Document section:
════

United States District Court, N.D. California, San Jose Division

May 2, 2018

RAI INDUSTRIAL FABRICATORS, LLC, et al., Plaintiffs,
v.
FEDERAL INSURANCE COMPANY, et al., Defendants.

          ORDER GRANTING IN PART AND DENYING IN PART SAUER'S MOTION TO DISMISS AGATE STEEL'S FIRST AMENDED COUNTERCLAIM; DENYING SAUER'S MOTION TO STRIKE ALLEGATIONS RE: DKT. NO. 82

          EDWARD J. DAVILA UNITED STATES DISTRICT JUDGE

         I. INTRODUCTION

         Subcontractor Agate Steel, Inc. ("Agate") filed a First Amended Counterclaim ("FAC") against general contractor Sauer Incorporated ("Sauer") asserting claims for (1) breach of contract (extra work), (2) breach of contract (delay and disruption), (3) unjust enrichment, and (4) breach of the implied covenant of good faith and fair dealing. Sauer moves to dismiss the second through fourth claims pursuant to Rule 12(b)(6), Fed.R.Civ.P. Sauer also moves to strike allegations regarding the parties' "reasonable contemplation" and Agate Steel's demand for attorneys' fees in the unjust enrichment claim. The Court finds it appropriate to take the motions under submission for decision without oral argument pursuant to Civil Local Rule 7-1(b). For the reasons set forth below, Sauer's motion to dismiss is granted in part and denied in part, and Sauer's motion to strike is denied.

         II. BACKGROUND

         Sauer entered into an agreement with the U.S. Army Engineer District, Louisville to design and construct the federally-owned project known as Operational Readiness Training Complex at Fort Hunter Liggett, California (the "Project"). Sauer entered into a Subcontract Agreement with Agate for the erection of structural and miscellaneous steel for the Project (the "Erection Subcontract" or "Subcontract"). The Subcontract Scope of Work provision provided as follows: "Subcontractor shall furnish all labor, materials, equipment, tools, supplies and all other things necessary to complete diligently and timely the work identified in the attached Schedule A ('Work') for STRUCTURAL AND MISCELLANEOUS STEEL (ERECTION ONLY)." Dkt. No. 40, p.23. The Subcontract included a "no damage for delay clause" providing in pertinent part as follows:

3. Delays. Sauer shall not be liable to [Agate] for any delay, disruption or interference to [Agate's] Work caused by (1) the act, omission, neglect or default of the Owner or its contractors, subcontractors, employees, servants, agents or consultants, (2) fire, earthquake, natural disaster or other casualty, (3) riots, strikes, or other combined action of the workmen or others, (4) unusually severe weather conditions, (5) changes ordered in the Work, (6) late delivery of the site to [Agate], (7) delay in receiving material or equipment supplied by Sauer, the Owner or others, (8) failure by Sauer or Owner to furnish change authorization, (9) defects in plans and specifications, (10) unexpected soil or other physical conditions, (11) suspension of work upon order of Sauer or the Owner, (12) any extraordinary conditions arising out of war or governmental regulations, (13) any other cause beyond Sauer's direct control; provided, however, Sauer will cooperate with [Agate] in submitting against the Owner any just claim arising from any such delay that is permitted by the General Contract. [Agate] agrees to give Sauer notice within the time required by the General Contract for such claims. [Agate] shall not be entitled to any time extension, cost reimbursement, compensation or damages for any delay, disruption or interference to the Work due to these causes, except to the extent that Sauer is entitled to and actually receives a corresponding time extension, cost reimbursement, compensation or damages from the Owner under the General Contract. [Agate] agrees to accept as its sole relief the relief, if any, that Sauer, on behalf of [Agate], actually receives from the Owner. The granting of such relief by the Owner for these matters shall be an express condition precedent to Sauer's duty of granting relief to [Agate] for such matters. [Agate] shall reimburse Sauer for all reasonable expenses incurred by Sauer in submitting any such claims on behalf of Subcontractor.

════

Exercise requirements: Carry on writing the court order on Sauer's motion to dismiss, starting right after its last sentence. The material after this point is separate from the court order.

Raw records:
════

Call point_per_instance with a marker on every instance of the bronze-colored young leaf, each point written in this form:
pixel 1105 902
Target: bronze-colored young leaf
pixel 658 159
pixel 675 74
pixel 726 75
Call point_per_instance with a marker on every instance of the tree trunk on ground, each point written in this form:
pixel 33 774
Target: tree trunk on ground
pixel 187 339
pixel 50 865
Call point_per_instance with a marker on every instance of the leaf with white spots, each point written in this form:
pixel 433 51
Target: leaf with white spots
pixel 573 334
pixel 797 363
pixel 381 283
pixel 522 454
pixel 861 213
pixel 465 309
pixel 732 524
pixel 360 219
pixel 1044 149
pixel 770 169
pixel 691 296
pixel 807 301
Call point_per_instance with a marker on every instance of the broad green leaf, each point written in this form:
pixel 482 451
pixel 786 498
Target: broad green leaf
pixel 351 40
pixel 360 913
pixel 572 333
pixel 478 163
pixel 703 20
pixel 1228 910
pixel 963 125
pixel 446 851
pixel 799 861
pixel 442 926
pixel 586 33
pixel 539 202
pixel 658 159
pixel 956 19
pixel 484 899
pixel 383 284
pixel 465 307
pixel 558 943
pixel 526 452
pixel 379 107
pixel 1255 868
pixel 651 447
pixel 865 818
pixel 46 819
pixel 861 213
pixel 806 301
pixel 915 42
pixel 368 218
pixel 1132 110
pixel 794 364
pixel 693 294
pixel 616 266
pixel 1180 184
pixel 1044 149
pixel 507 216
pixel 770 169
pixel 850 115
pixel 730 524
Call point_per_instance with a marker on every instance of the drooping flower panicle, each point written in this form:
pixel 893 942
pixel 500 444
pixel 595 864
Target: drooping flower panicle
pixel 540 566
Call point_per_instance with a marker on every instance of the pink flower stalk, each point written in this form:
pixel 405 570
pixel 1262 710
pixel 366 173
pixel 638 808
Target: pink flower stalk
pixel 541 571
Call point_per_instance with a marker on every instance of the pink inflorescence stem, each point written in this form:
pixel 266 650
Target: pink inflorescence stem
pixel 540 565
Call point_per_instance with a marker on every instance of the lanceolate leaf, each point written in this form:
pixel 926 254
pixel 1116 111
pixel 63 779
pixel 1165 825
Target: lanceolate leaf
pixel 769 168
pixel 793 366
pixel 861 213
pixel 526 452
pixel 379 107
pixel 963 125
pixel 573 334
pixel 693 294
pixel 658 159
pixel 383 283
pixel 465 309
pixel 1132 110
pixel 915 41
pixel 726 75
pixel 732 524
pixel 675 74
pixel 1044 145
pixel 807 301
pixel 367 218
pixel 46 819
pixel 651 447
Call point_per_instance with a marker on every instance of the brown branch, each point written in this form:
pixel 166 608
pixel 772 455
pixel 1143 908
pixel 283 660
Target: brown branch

════

Output for this exercise:
Should [Agate's] work be delayed, disrupted, or interfered with solely as a result of the acts or omissions of Sauer or anyone employed by Sauer on the Project, then [Agate] shall receive an extension of time equal to the actual delay to critical path activities caused by these delays, as determined by Sauer . . . . An extension of time, as determined by Sauer, or the decision that no extension of time shall be allowed, shall be [Agate's] sole remedy for delay. In exchange, [Agate] expressly waives the right to bring against Sauer any claim for damage or delay, inefficiency, disruption, acceleration, interference, extra work resulting from such delay, extended overhead, wage escalation, overtime wage provisions, lost opportunity or lost profit or financial impact on [Agate's] other projects.

Dkt. No. 40, p.24. The Subcontract also contained an integration clause. Id. at p.34.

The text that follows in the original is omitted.